> WORK INSTRUCTIONS
1. Answer these questions from the article on Nigerian bank rates:
(a) To what level did the CBN cut the Cash Reserve Requirement?
(b) What annual savings rate do the banks' text messages quote?
(c) What prime lending rate does Standard Bank quote?
2. In one to three sentences, explain why Tajudeen Ibrahim, as quoted in the article on Nigerian bank rates, considers the low interest rate environment favorable to the government.

> PAGE
---+---

The CBN at the last Monetary Policy Committee (MPC) meeting, reduced the Monetary Policy Rate (MPR) to 11 percent from 13 percent, and cut the Cash Reserve Requirement (CRR) to 20 percent from 25 percent and Asymmetric corridor around the MPR of +2/-7 percent.

Consequently, banks have cut the interest rates on customer savings to 3.3, 3.1 and even 3 percent from 3.6 percent previously, while interest on loans remains elevated.

Most banks have sent text messages informing their customers of their move lower deposit rates.

Some messages read: “Dear customer, in line with the CBN’s reduction in MPR, kindly note that you will earn an interest of 3.3 percent per annum on your savings account.”

Following the seemingly low interest rate environment, analysts expected banks to improve on their risk management, while calling on the CBN to be vigilant on risk assessment standards.

“The low interest rate environment is favourable to the government from a borrowing cost perspective. Notably, the 2016 budget will be partly funded by debt. It should also underpin debt-capital raising by corporates. On the banking sector liquidity, I expect the excess liquidity in the banking sector to be channelled to sectors that can drive employment and economic growth, particularly the infrastructure and agriculture sectors. Nonetheless, I expect banks to improve on their risk management in this regard,” Tajudeen Ibrahim, head of Equity Research, Chapel Hill Denham Securities Limited, said in an e-mail response.

Ibrahim further said, “I expect banks to keep their customers with product innovation, offering solutions to customer’s needs. A more robust relationship management should also keep banks’ customers in the financial system, despite the lower interest rates on their deposits.”

The average spread of 16 percent between the benchmark policy rate (11 percent) and top lending rates (30 percent) is unusually high in Nigeria, compared to peers.

In South Africa, the continents second largest economy, the benchmark Repo rate (rate at which the private sector banks borrow rands from the SA Reserve Bank) is at 6.25 percent while the prime lending rate quoted by Standard Bank is 9.75 percent, giving a spread of 3.5 percent.

---+---

> GIVEN INFORMATION
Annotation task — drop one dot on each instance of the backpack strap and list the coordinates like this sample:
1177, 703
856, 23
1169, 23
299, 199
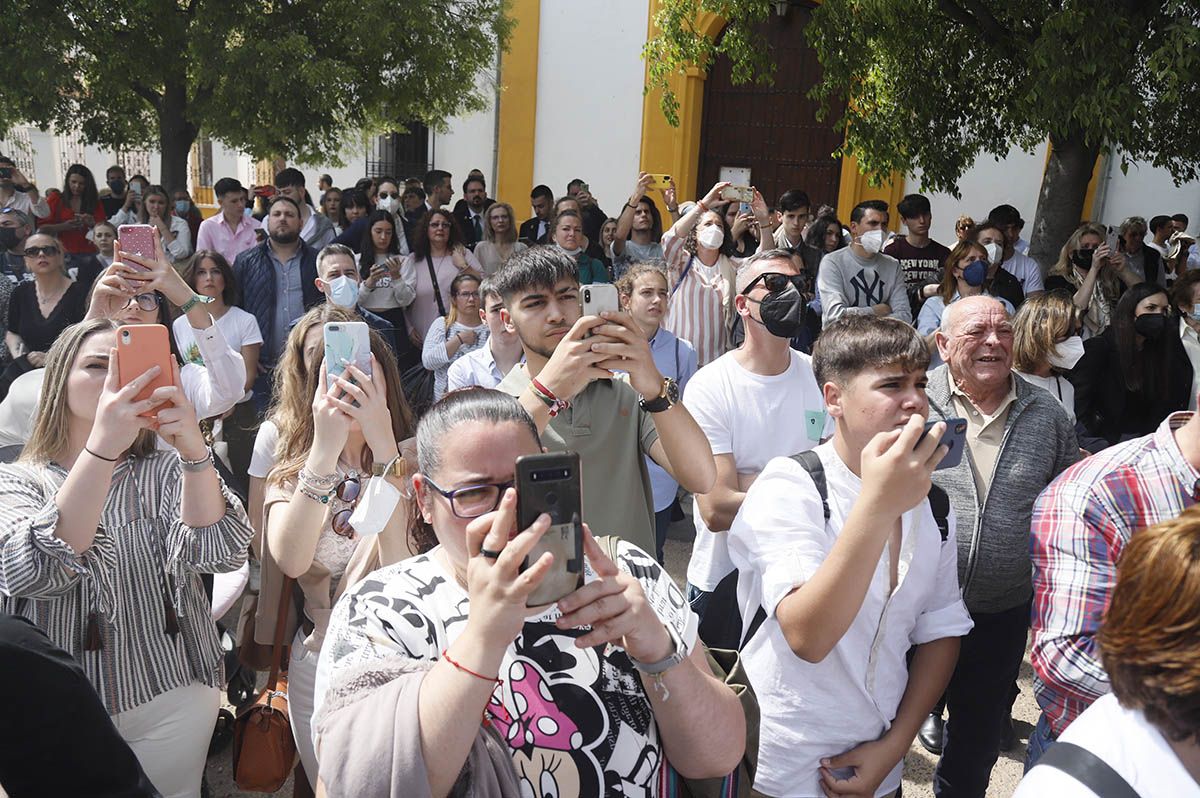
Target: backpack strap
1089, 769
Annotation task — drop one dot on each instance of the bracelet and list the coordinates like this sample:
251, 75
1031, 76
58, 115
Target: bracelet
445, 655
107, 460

---+---

> EXPECTED RESULTS
1.
(a) 20 percent, down from 25 percent.
(b) 3.3 percent per annum.
(c) 9.75 percent.

2. He says it is favorable in terms of borrowing cost, because the 2016 budget will be partly funded by debt.